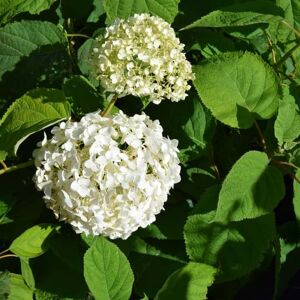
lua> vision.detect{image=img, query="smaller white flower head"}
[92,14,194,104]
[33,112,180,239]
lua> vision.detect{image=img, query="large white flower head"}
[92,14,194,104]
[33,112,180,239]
--
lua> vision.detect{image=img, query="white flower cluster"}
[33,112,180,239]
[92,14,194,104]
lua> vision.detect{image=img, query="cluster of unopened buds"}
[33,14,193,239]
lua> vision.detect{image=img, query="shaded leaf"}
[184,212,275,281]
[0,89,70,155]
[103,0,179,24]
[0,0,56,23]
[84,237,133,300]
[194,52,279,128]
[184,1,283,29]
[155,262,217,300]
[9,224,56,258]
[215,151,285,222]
--
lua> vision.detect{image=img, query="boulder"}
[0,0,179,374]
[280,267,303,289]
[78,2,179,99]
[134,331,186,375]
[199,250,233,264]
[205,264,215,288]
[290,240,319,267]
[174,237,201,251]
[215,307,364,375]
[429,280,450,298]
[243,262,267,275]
--
_Written exercise_
Please return each line from the records above that contains the word "query".

_Exercise result_
lua> vision.detect{image=img, query="smaller white flower head"}
lua> vision.detect{image=img, query="large white flower head"}
lua> vision.detect{image=img, query="white flower cluster"}
lua> vision.detect{image=img, query="cluster of unopened buds"}
lua> vision.detect{image=img, query="shaded leaf"}
lua> vision.detect{image=img, query="boulder"}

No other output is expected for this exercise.